When a line of the records below contains the string "positive", copy that whole line.

* Extracted data entries:

- - -

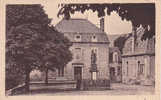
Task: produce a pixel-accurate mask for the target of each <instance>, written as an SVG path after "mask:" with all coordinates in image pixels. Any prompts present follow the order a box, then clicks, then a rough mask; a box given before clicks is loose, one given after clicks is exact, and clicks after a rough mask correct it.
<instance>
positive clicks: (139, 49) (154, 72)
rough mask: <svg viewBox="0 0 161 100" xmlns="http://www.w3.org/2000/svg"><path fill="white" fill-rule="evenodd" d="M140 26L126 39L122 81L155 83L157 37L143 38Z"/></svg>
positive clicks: (123, 81)
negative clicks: (156, 41)
mask: <svg viewBox="0 0 161 100" xmlns="http://www.w3.org/2000/svg"><path fill="white" fill-rule="evenodd" d="M144 31H145V30H144V28H143V27H139V28H138V29H137V30H136V31H135V32H132V35H131V36H130V37H129V38H128V39H127V40H126V42H125V45H124V48H123V55H122V82H123V83H127V84H142V85H153V84H154V82H155V38H154V37H152V38H151V39H146V40H141V37H142V35H143V34H144Z"/></svg>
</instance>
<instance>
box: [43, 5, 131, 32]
mask: <svg viewBox="0 0 161 100" xmlns="http://www.w3.org/2000/svg"><path fill="white" fill-rule="evenodd" d="M42 5H43V6H44V9H45V11H46V13H47V14H48V16H49V18H52V19H53V20H52V24H53V25H56V24H57V23H58V22H59V21H60V20H61V18H62V17H60V18H58V17H57V13H58V11H59V8H58V3H56V2H46V3H44V4H42ZM71 17H72V18H86V19H88V20H89V21H91V22H92V23H93V24H95V25H97V26H98V27H99V18H98V17H97V12H94V13H93V12H92V11H91V10H89V11H86V12H85V13H84V14H82V13H80V12H76V13H75V14H74V15H71ZM131 31H132V25H131V22H129V21H122V20H121V18H120V17H119V16H118V15H117V13H116V12H112V13H111V15H110V16H105V32H106V33H107V34H124V33H130V32H131Z"/></svg>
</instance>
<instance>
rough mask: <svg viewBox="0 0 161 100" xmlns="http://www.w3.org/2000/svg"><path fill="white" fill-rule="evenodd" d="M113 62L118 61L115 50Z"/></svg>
mask: <svg viewBox="0 0 161 100" xmlns="http://www.w3.org/2000/svg"><path fill="white" fill-rule="evenodd" d="M113 62H118V54H117V52H114V53H113Z"/></svg>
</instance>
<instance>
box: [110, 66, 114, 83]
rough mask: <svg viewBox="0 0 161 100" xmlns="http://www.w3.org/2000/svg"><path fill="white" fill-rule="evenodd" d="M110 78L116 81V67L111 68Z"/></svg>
mask: <svg viewBox="0 0 161 100" xmlns="http://www.w3.org/2000/svg"><path fill="white" fill-rule="evenodd" d="M110 79H111V82H115V68H113V67H112V68H110Z"/></svg>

- - -

* Your solution:
positive clicks: (139, 49) (154, 72)
positive clicks: (123, 81)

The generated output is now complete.